**Exercise task 1**
Check each statement, marked (a), (b), (c), against the device information text and answer yes or no, quoting the words of the text that decide it. (a) The device's cpu model is MIPS 24K V4.12. (b) Binaries compiled on debian-mipsel will run on the target embedded device. (c) The Debian MIPSEL listing reports 32 tlb_entries.

**Text**
More info about the device
# cat /proc/cpuinfo
system type : Ralink SoC
processor : 0
cpu model : MIPS 24K V4.12
BogoMIPS : 239.10
wait instruction : yes
microsecond timers : yes
tlb_entries : 32
extra interrupt vector : yes
hardware watchpoint : yes
ASEs implemented : mips16 dsp
VCED exceptions : not available
VCEI exceptions : not available
More info about Debian MIPSEL
(Binaries compiled on debian-mipsel won't run on the target embedded device)
root#debian-mipsel:/home/user/wansview/devel# cat /proc/cpuinfo
system type : MIPS Malta
processor : 0
cpu model : MIPS 24Kc V0.0 FPU V0.0
BogoMIPS : 1038.33
wait instruction : yes
microsecond timers : yes
tlb_entries : 16
extra interrupt vector : yes
hardware watchpoint : yes, count: 1, address/irw mask: [0x0ff8]
ASEs implemented : mips16
shadow register sets : 1
kscratch registers : 0
core : 0
VCED exceptions : not available
VCEI exceptions : not available
More info about Aboriginal Linux Mipsel
(Binaries compiled on Aboriginal Linux will run on the embedded device, and it can run binaries retrieved from the device. I'm not happy with it as it doesn't have make and other tools I need for compiling larger applications)

**Exercise task 2**
Please output the rows from the collection below, starting at the first row and ending at the line that contains "top-left (1121, 126), bottom-right", with both ends included. Leave the pictures out of your answer.

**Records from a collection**
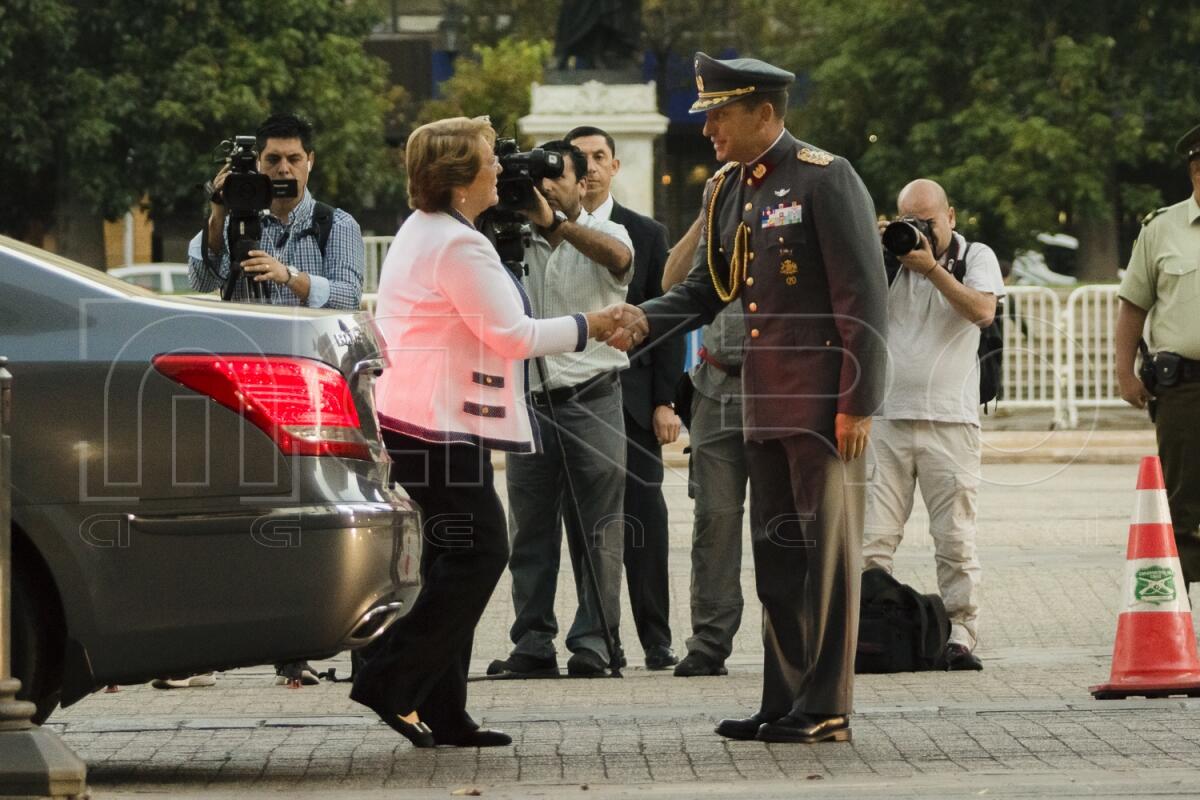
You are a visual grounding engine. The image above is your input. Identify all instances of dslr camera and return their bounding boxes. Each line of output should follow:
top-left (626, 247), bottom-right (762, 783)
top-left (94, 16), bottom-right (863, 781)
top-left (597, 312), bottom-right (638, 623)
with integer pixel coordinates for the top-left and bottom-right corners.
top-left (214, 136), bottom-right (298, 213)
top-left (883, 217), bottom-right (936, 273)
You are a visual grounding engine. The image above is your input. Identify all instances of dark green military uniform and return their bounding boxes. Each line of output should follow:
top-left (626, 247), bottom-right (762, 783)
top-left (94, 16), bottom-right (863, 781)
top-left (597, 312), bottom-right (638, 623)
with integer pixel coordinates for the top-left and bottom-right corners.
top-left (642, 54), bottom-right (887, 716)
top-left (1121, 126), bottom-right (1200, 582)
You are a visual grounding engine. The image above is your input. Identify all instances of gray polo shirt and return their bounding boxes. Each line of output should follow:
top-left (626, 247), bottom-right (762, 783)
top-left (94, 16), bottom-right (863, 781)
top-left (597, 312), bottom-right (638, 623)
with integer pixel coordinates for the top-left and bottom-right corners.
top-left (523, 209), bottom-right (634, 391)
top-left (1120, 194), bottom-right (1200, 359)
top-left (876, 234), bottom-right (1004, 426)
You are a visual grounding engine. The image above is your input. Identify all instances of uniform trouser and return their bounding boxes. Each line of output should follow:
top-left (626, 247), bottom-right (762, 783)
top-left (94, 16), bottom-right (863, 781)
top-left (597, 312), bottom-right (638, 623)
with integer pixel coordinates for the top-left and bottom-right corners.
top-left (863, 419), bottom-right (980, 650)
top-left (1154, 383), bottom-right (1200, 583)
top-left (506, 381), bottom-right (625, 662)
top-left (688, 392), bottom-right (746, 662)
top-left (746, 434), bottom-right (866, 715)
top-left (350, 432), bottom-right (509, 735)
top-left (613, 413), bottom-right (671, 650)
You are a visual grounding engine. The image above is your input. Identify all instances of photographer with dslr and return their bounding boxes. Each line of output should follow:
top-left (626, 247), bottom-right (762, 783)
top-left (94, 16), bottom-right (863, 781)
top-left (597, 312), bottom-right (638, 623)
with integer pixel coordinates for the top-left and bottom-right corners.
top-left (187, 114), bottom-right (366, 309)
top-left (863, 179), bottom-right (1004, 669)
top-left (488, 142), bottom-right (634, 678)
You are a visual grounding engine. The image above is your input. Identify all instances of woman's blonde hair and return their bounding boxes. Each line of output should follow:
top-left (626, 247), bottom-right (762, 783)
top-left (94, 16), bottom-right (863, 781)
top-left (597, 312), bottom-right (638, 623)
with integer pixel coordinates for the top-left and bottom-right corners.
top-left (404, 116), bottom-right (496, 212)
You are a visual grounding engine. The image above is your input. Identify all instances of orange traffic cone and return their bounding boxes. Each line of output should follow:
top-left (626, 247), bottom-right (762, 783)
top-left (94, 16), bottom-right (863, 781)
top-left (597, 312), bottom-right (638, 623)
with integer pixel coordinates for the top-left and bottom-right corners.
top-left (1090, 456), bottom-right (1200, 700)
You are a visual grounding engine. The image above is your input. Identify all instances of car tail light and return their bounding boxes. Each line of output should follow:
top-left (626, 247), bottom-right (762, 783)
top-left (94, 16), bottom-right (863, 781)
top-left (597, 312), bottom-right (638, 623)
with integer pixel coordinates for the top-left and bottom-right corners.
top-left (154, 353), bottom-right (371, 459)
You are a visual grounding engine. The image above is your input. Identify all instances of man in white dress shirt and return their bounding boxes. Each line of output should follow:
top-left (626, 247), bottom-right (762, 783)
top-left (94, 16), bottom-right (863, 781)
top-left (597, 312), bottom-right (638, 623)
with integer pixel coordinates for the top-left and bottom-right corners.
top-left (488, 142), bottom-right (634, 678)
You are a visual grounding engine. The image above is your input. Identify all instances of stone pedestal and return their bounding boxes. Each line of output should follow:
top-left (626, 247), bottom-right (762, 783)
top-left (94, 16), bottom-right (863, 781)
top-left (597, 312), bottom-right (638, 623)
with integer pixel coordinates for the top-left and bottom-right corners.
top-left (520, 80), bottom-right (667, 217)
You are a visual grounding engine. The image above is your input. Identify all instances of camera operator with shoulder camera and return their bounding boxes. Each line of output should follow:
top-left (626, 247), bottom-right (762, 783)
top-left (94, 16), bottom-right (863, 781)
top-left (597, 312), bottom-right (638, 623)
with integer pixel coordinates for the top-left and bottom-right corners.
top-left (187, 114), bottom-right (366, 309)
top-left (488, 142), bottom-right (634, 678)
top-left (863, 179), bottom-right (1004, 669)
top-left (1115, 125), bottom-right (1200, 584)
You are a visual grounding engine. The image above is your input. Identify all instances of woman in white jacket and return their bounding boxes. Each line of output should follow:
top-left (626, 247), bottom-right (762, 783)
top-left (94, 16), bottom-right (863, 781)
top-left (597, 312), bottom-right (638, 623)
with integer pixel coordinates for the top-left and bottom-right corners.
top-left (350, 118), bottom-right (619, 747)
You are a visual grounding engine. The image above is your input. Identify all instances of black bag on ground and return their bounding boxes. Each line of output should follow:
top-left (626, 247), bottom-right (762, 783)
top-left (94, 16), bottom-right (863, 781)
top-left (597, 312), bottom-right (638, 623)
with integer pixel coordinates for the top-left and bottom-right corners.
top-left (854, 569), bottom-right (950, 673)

**Solution 1**
(a) Yes: "cpu model : MIPS 24K V4.12"
(b) No: "Binaries compiled on debian-mipsel won't run on the target embedded device"
(c) No: "tlb_entries : 16"

**Solution 2**
You are a visual grounding engine. The image above is your input. Identify all instances of dslr camera and return their bounding boxes. Each line of output should follow:
top-left (626, 247), bottom-right (762, 783)
top-left (94, 16), bottom-right (863, 781)
top-left (597, 312), bottom-right (638, 623)
with integer pixel coordinates for the top-left and bottom-right corners.
top-left (214, 136), bottom-right (298, 213)
top-left (883, 217), bottom-right (936, 273)
You are a visual grounding engine. The image above is your input. Identify all instances of dark green military uniform and return their bounding boxes. Each line of output should follow:
top-left (626, 247), bottom-right (762, 783)
top-left (94, 16), bottom-right (863, 781)
top-left (597, 312), bottom-right (638, 623)
with integer pixel coordinates for the top-left and bottom-right corners.
top-left (642, 54), bottom-right (887, 716)
top-left (1121, 126), bottom-right (1200, 582)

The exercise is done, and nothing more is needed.